- _Saved entries_
== Segment start ==

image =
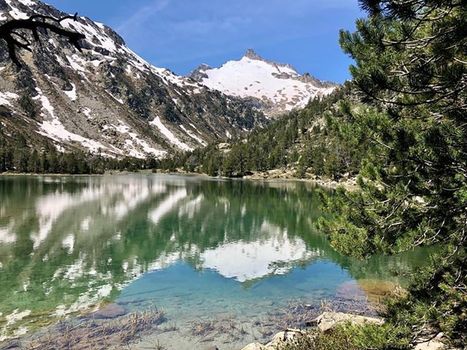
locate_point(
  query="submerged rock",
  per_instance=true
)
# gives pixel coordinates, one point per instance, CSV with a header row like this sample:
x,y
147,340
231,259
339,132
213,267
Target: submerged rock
x,y
324,322
109,311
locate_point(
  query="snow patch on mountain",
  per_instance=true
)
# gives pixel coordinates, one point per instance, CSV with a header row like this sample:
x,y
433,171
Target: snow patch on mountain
x,y
169,135
6,96
279,86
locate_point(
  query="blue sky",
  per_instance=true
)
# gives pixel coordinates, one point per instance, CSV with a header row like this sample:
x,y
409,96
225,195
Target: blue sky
x,y
181,34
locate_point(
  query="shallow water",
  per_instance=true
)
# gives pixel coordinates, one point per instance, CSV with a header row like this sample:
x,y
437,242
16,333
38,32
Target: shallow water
x,y
234,253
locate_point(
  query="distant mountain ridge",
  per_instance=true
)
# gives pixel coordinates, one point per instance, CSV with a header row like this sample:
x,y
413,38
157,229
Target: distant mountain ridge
x,y
277,88
106,99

== Segment end ==

- _Task prompt_
Pictures aside, reproduce all of the data exactly.

- _Task response_
image =
locate_point(
  query="submerged rock",
  per_instance=true
)
# gives pixel coordinates, one point per instance, CSV with a header row like this sample:
x,y
147,340
231,259
339,132
213,267
Target: submerged rock
x,y
324,322
109,311
locate_point(
  query="snow patch on mountain",
  per_instance=true
)
# gives pixel coordinates, one point per instance, CSV with a header row like this sample:
x,y
433,171
Target: snow patch on mountain
x,y
169,135
6,96
279,86
locate_point(
  query="blue sky",
  per_instance=true
)
# gives pixel coordinates, one point per instance, CSV with a header row like this sample:
x,y
409,96
225,195
Target: blue sky
x,y
181,34
locate_point(
  query="shallow water",
  per_instance=true
)
# gives pixel coordinates, one point per instance, CSV with a header row like this sample:
x,y
437,242
16,333
38,32
Target: shallow water
x,y
234,253
locate_point(
  query="distant mountain ridge",
  per_instance=true
)
# gives pixel coordinates, one point per instance, CSV with a header row like this sample:
x,y
413,38
157,229
Target: distant mountain ridge
x,y
277,88
106,99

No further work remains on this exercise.